3 The Static Electron Model

Fermi considers an arbitrary spherically symmetric static distribution of total charge e with density \(\rho \) in the rest frame of the electron, while referring specifically to the Abraham-Lorentz model of a uniform surface distribution of charge on a sphere of radius \(r_0\) as the motivation for his analysis. The latter is an instructive example to keep in mind. Let the spherically symmetric charge distribution remain at rest at the spatial origin of a system of inertial coordinates \((t,x^i)\) associated with the inertial frame K in which it is at rest for all time. The inertial observer 4-velocity is \(u=\partial _t\) (in index-free notation). Let \((t,r,\theta ,\phi )\) be a corresponding system of spherical coordinates in terms of which the sphere containing the charge has the equation \(r=r_0\). The metric is

$$\begin{aligned} ds^2=-dt^2+dr^2+r^2(d\theta ^2+\sin ^2\theta \,d\phi ^2)\,. \end{aligned}$$
(22)

Then whatever the internal distribution of charge, the exterior field outside its outer surface at \(r=r_0\) in index-free notation is

$$\begin{aligned} F=-\frac{e}{r^2}dt\wedge dr\,,\qquad E=\frac{e}{r^2}\,\partial _r\,, \qquad B=0 \quad \ (r\ge r_0) \,. \end{aligned}$$
(23)

so that the Poynting vector is also zero. Introducing orthonormal components with respect to the normalized spherical coordinate frame via

$$\begin{aligned} X^{\hat{0}} = X^0\,,\ X^{\hat{r}} = X^r\,,\ X^{\hat{\theta }} = r^{-1} X^\theta \,,\ X^{\hat{\phi }} = (r\sin \theta )^{-1} X^\phi \,, \end{aligned}$$
(24)

the nonvanishing such components of the stress-energy tensor of the exterior field (for \(r\ge r_0\)) are

$$\begin{aligned} T_{\textrm{em}}^{00} = -T_{\textrm{em}}^{rr} = T_{\textrm{em}}^{\hat{\theta }\hat{\theta }} = T_{\textrm{em}}^{\hat{\phi }\hat{\phi }}= \frac{1}{8\pi } E^2 = \frac{e^2}{8\pi r^4} = U_{\textrm{em}}\,. \end{aligned}$$
(25)

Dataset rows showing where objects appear
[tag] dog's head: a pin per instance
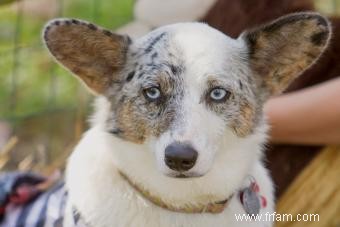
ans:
(187, 97)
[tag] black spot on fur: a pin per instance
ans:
(319, 38)
(140, 75)
(130, 76)
(107, 32)
(175, 69)
(129, 40)
(153, 42)
(154, 55)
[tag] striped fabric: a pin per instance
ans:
(34, 207)
(47, 210)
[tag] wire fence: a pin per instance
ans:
(42, 108)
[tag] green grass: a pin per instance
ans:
(40, 84)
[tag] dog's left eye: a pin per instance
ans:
(152, 93)
(219, 94)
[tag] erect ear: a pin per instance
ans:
(280, 51)
(95, 55)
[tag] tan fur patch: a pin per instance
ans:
(95, 55)
(282, 50)
(243, 125)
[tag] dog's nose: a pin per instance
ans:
(180, 156)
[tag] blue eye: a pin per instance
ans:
(152, 93)
(219, 94)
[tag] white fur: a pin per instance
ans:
(224, 164)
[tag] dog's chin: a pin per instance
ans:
(183, 175)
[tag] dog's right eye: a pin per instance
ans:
(152, 93)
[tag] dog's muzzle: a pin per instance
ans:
(180, 157)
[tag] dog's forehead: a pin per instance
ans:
(196, 46)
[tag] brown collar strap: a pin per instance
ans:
(213, 207)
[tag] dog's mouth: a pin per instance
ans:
(184, 175)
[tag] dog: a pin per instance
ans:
(178, 133)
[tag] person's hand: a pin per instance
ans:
(309, 116)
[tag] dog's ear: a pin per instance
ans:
(93, 54)
(280, 51)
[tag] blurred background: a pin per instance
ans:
(43, 110)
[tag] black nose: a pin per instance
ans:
(180, 156)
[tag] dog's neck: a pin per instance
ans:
(92, 178)
(211, 207)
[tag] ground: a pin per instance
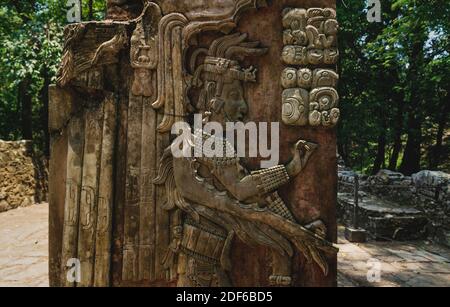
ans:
(24, 256)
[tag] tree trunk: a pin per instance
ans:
(26, 108)
(437, 149)
(397, 135)
(381, 153)
(412, 156)
(91, 9)
(44, 112)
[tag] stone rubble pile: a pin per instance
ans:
(426, 191)
(22, 177)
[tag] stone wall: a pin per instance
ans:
(426, 191)
(23, 176)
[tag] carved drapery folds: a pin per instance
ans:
(310, 39)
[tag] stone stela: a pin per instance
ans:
(136, 216)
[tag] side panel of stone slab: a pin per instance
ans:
(57, 188)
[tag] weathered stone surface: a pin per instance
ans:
(23, 176)
(176, 58)
(383, 219)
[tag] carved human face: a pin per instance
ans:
(235, 107)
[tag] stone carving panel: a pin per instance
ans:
(134, 214)
(310, 39)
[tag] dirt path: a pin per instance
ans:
(24, 256)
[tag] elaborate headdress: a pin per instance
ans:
(220, 65)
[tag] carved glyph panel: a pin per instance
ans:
(309, 83)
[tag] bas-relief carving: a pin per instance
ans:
(217, 198)
(310, 39)
(211, 200)
(144, 50)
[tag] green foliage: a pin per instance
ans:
(31, 41)
(385, 78)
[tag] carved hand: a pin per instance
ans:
(301, 152)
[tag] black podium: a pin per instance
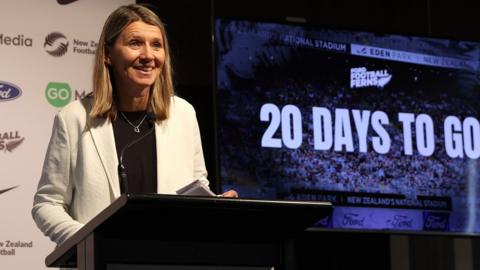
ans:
(153, 230)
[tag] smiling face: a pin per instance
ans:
(137, 58)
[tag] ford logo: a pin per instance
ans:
(9, 91)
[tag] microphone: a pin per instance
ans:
(122, 171)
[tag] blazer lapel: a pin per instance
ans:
(104, 140)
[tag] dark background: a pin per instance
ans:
(189, 28)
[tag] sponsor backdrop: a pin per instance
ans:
(46, 56)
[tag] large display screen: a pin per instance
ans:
(386, 127)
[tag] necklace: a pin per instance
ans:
(135, 128)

[TASKS AND EXERCISES]:
a – Reproduce the records verbatim from the line containing "[tag] ground: a pin per instance" up to and including the final line of the records, omitting the pictures.
b – Continue the text on the static electron model from the point where it stops.
The text on the static electron model and the records are unrelated material.

[ANSWERS FOR THE TASKS]:
a –
[tag] ground: a pin per instance
ans:
(24, 256)
[tag] tree trunk: a pin per instance
ans:
(26, 108)
(437, 149)
(397, 135)
(381, 153)
(412, 156)
(91, 9)
(44, 112)
[tag] stone rubble pile: a pin per instance
ans:
(426, 191)
(22, 177)
[tag] stone wall: a pin per instance
ans:
(426, 191)
(23, 176)
[tag] carved drapery folds: a pin per instance
ans:
(310, 39)
[tag] stone stela: a pin per instance
ans:
(136, 216)
[tag] side panel of stone slab: a pin per instance
ans:
(57, 188)
[tag] weathered stone surface: a pin per instance
ans:
(23, 176)
(176, 58)
(383, 219)
[tag] carved human face: a pin per instance
ans:
(235, 107)
[tag] stone carving panel: a pin per instance
ans:
(134, 214)
(310, 39)
[tag] dirt path: a pin per instance
ans:
(24, 256)
[tag] elaborate headdress: a pin per instance
ans:
(220, 65)
[tag] carved glyph panel: a pin per instance
ans:
(309, 83)
[tag] bas-relief carving: a pin per instance
ans:
(217, 198)
(310, 39)
(211, 200)
(144, 50)
[tag] green foliage: a pin per instance
ans:
(31, 41)
(385, 78)
[tag] carved hand: a pin per instance
ans:
(301, 152)
[tag] black podium: a pin per instance
ans:
(153, 230)
[tag] smiling face: a pin per instance
ans:
(137, 58)
[tag] ford logo: a pin per instance
ans:
(9, 91)
[tag] microphone: a pin per instance
ans:
(122, 171)
[tag] blazer lapel: a pin per instance
ans:
(104, 140)
[tag] dark background: a pin per instance
ans:
(189, 28)
[tag] sponsor backdrop: a pin per instance
ans:
(46, 56)
[tag] large display screen: a pin per instance
ans:
(386, 127)
[tag] necklace: a pin per instance
ans:
(135, 128)

b –
Its divergence is zero in the exterior of the electron sphere. For the shell model, the interior electromagnetic field is zero by spherical symmetry, but if instead one assumes a constant density model inside a ball of radius \(r_0\), the interior electric field has magnitude \(e r/r^3_0\) (for \(r\le r_0\)). This interior field then contributes to the total energy of the field.

The inertial coordinate components of the 4-momentum (9) in this rest frame K for any rest frame time slice \(\Sigma _{{\textrm{rest}}}\) are

$$\begin{aligned} P(\Sigma _{{\textrm{rest}}})^0 =\int _{\Sigma _{{\textrm{rest}}}} U_{\textrm{em}}dV = W, \quad P(\Sigma _{{\textrm{rest}}})^k =\int _{\Sigma _{{\textrm{rest}}}} S^k dV =0, \end{aligned}$$
(26)

where W is the self-energy of the static charge distribution due to its own electric field. These are time-independent because of the time-independence of the electric field in this frame, leading to the constant 4-momentum

$$\begin{aligned} P(\Sigma _{{\textrm{rest}}})^\alpha = W U^\alpha \,. \end{aligned}$$
(27)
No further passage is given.